# Task objective:
Lines to return, exactly: from the line with "Target: rocky ceiling" to the line with "The component shall locate one point per instance of the dark" in the entries below, both included.

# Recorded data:
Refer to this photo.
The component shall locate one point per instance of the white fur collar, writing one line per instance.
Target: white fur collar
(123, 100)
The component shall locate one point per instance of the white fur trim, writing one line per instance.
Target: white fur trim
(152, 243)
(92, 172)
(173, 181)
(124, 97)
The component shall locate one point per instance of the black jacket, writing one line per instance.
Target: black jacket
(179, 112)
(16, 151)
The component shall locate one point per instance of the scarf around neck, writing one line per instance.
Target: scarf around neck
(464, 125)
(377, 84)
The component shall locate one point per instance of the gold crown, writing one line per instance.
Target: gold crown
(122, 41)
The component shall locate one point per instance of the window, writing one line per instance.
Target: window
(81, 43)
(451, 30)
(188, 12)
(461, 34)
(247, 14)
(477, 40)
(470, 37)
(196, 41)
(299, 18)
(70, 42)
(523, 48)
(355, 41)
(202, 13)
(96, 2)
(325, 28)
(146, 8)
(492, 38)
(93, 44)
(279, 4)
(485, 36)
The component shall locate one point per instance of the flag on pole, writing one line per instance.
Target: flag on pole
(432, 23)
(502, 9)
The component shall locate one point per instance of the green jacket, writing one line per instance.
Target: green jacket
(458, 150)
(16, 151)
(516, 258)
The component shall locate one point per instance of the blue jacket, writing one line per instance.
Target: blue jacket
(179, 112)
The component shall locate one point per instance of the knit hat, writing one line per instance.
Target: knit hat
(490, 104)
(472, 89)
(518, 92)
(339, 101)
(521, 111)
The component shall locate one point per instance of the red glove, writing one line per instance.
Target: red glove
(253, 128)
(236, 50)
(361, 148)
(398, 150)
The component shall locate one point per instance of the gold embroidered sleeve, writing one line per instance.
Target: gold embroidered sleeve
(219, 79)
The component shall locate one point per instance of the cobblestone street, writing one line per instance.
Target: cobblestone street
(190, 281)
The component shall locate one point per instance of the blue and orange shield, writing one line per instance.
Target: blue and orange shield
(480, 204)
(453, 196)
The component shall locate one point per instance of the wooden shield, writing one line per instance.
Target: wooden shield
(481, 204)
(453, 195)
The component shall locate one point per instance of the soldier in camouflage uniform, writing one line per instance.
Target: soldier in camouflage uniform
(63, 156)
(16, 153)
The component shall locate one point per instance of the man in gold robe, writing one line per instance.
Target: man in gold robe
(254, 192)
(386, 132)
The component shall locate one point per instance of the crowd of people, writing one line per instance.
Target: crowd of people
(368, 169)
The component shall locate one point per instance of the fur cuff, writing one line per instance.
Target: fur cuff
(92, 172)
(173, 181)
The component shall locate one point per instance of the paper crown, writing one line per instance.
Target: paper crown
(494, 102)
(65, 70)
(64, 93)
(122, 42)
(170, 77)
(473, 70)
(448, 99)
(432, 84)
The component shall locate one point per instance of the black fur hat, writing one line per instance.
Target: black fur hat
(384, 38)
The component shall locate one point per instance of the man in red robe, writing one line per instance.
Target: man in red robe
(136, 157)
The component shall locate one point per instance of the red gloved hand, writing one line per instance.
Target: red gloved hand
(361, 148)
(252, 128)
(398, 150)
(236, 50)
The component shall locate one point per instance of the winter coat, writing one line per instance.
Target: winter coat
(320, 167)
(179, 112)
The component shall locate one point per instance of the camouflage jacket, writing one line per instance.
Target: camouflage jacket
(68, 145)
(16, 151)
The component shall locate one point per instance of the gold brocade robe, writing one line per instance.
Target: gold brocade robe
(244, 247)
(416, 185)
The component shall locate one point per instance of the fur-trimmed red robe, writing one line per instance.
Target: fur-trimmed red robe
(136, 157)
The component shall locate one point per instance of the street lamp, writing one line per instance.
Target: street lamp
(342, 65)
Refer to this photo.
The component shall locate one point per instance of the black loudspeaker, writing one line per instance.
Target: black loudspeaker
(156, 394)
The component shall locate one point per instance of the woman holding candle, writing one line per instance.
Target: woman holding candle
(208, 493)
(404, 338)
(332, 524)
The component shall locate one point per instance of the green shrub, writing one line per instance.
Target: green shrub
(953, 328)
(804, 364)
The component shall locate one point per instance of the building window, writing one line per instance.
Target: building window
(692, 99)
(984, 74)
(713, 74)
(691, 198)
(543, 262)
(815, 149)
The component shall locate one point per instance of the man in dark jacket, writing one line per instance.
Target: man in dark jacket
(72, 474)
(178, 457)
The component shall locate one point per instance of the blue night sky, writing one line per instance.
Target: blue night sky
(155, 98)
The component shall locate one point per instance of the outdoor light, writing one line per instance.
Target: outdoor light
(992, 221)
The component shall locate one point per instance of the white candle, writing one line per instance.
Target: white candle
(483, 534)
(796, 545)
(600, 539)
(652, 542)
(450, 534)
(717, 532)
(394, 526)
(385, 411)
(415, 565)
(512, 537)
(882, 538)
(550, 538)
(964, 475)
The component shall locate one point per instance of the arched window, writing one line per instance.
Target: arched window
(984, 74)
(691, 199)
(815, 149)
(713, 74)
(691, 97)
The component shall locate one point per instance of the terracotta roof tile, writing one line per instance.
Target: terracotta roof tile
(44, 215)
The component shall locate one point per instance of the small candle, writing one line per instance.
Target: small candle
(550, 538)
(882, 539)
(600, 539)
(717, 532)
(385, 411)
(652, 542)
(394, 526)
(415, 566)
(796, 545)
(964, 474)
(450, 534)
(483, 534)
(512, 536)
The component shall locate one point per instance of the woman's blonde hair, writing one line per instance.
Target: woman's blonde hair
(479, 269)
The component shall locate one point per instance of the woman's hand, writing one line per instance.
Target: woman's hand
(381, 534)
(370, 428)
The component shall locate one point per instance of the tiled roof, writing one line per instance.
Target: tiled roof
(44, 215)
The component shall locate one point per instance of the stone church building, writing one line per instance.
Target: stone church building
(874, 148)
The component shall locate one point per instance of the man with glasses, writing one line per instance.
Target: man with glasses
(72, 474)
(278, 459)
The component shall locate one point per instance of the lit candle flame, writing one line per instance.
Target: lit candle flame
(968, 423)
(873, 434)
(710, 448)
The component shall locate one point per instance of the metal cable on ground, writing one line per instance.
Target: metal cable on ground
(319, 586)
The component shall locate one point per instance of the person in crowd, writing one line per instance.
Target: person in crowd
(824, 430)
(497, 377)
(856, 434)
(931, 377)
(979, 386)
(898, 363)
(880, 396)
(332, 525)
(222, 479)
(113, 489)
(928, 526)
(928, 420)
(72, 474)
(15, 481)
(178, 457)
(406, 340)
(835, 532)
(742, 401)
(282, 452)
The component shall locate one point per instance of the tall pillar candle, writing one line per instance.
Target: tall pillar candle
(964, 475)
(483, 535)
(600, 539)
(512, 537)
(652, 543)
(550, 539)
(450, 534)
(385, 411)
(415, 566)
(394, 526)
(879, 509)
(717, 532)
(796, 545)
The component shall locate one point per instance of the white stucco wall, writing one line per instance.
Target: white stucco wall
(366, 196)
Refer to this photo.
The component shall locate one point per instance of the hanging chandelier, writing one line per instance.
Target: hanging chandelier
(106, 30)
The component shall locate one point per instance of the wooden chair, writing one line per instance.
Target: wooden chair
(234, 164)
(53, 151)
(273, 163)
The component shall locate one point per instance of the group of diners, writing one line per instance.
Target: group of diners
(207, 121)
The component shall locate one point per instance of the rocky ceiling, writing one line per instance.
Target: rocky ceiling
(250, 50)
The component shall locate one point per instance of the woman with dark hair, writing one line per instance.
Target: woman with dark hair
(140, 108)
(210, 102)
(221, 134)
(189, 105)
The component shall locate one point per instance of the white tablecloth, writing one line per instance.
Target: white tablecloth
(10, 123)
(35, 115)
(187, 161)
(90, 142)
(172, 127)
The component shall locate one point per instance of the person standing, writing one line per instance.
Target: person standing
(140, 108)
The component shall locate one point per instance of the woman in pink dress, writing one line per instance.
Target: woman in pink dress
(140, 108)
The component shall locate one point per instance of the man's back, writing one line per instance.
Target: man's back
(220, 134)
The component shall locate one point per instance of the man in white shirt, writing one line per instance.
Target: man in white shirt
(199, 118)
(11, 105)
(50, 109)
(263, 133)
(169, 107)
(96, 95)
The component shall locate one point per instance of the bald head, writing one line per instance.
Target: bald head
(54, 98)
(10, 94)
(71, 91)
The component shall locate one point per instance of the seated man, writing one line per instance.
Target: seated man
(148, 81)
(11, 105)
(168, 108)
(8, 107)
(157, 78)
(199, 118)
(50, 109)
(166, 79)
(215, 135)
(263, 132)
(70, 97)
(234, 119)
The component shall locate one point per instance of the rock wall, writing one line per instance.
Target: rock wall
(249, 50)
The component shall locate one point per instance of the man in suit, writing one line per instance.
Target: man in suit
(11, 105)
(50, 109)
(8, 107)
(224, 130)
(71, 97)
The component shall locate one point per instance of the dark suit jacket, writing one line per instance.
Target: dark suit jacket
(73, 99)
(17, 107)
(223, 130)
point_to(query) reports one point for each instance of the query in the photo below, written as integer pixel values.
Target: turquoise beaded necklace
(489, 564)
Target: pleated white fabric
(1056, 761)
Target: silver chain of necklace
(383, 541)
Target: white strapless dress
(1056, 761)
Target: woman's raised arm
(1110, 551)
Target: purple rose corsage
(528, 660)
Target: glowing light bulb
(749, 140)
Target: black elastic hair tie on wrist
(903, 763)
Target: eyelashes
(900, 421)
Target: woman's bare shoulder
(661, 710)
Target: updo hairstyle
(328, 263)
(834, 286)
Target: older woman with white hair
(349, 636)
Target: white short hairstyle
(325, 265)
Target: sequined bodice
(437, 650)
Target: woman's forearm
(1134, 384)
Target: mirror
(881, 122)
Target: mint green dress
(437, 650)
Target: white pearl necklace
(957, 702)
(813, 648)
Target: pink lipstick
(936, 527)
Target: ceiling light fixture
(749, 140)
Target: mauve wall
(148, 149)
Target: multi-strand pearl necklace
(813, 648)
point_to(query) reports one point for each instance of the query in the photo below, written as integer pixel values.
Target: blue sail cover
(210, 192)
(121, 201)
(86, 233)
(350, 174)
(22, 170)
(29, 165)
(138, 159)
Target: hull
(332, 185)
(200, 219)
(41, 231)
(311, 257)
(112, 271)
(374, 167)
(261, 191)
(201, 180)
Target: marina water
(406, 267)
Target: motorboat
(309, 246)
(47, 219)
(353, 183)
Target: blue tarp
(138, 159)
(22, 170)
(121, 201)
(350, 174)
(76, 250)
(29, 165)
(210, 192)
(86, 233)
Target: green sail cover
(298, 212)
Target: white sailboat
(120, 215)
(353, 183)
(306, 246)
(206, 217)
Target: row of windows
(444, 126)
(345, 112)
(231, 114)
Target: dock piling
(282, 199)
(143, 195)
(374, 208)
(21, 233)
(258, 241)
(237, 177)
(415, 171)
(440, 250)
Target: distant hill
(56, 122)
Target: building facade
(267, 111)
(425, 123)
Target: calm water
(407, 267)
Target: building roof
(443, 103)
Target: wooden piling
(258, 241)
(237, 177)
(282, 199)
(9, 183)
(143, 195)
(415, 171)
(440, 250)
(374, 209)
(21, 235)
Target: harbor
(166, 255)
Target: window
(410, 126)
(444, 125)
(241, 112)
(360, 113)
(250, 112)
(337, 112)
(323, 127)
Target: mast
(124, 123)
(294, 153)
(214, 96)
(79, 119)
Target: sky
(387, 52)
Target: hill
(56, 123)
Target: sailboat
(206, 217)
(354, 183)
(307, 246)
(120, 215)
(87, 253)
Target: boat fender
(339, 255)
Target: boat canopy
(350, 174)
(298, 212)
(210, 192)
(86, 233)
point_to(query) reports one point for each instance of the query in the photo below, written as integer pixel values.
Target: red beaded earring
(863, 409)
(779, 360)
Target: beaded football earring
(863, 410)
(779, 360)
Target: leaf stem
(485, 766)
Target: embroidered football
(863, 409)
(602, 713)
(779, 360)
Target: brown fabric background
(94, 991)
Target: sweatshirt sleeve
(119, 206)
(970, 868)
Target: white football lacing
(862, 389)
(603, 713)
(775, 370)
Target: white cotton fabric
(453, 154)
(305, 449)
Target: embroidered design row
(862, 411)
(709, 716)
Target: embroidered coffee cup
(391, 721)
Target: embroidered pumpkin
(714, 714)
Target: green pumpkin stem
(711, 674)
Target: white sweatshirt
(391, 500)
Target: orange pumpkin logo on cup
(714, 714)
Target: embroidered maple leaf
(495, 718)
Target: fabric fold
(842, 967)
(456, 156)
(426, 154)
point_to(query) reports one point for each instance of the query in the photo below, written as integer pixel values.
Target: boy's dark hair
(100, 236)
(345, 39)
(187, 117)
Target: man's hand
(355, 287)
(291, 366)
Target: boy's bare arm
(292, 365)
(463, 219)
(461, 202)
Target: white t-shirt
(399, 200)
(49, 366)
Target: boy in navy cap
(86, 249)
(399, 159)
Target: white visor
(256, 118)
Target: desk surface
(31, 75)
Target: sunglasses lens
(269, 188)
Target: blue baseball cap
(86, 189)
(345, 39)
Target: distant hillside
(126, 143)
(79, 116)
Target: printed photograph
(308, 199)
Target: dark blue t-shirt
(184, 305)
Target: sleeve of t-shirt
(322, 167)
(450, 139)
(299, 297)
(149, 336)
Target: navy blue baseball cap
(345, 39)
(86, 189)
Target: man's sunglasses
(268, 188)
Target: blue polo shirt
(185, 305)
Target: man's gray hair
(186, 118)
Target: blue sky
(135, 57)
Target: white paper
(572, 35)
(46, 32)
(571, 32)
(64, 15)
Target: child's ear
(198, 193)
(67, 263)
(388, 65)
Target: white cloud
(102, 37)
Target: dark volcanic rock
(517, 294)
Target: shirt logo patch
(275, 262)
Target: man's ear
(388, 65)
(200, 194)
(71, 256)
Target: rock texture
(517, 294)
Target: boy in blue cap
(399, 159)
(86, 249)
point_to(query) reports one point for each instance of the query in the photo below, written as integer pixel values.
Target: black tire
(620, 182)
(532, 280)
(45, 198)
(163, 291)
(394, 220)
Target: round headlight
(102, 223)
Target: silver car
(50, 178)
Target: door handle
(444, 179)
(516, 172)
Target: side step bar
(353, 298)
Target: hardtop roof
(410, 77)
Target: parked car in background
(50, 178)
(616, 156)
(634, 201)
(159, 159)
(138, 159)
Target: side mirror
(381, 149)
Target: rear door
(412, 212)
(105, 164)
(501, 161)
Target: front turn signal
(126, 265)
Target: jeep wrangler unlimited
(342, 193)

# Problem solution:
Target: rocky ceiling
(250, 50)
The component shall locate one point per instance of the woman with dark hair, writing one line per instance.
Target: woman with dark hair
(140, 108)
(210, 102)
(221, 134)
(189, 105)
The component shall locate one point per instance of the white tablecloth, writing one line per instance.
Target: white tablecloth
(10, 123)
(35, 115)
(187, 161)
(90, 142)
(172, 127)
The component shall locate one point per instance of the person standing, writing one line per instance.
Target: person standing
(140, 108)
The component shall locate one point per instance of the woman in pink dress, writing one line per instance.
Target: woman in pink dress
(140, 108)
The component shall locate one point per instance of the man's back, writing one line per instance.
Target: man's back
(220, 134)
The component shall locate one point per instance of the man in white shirt, writing one line per instance.
Target: man in white shirt
(199, 118)
(11, 105)
(50, 109)
(263, 133)
(169, 107)
(96, 95)
The component shall locate one point per instance of the bald head, writing one line per instance.
Target: bald head
(54, 98)
(10, 94)
(71, 91)
The component shall locate one point per instance of the seated man, writing one line per instance.
Target: seated man
(148, 81)
(11, 105)
(168, 108)
(8, 107)
(157, 78)
(199, 118)
(50, 109)
(166, 79)
(215, 135)
(263, 132)
(70, 97)
(234, 119)
The component shall locate one point per instance of the rock wall, writing one line per instance.
Target: rock wall
(249, 50)
The component shall locate one point per instance of the man in suit, writing one line per instance.
Target: man in suit
(11, 105)
(50, 109)
(8, 107)
(224, 130)
(71, 97)
The component shall locate one point per instance of the dark suit jacket, writing one line per instance.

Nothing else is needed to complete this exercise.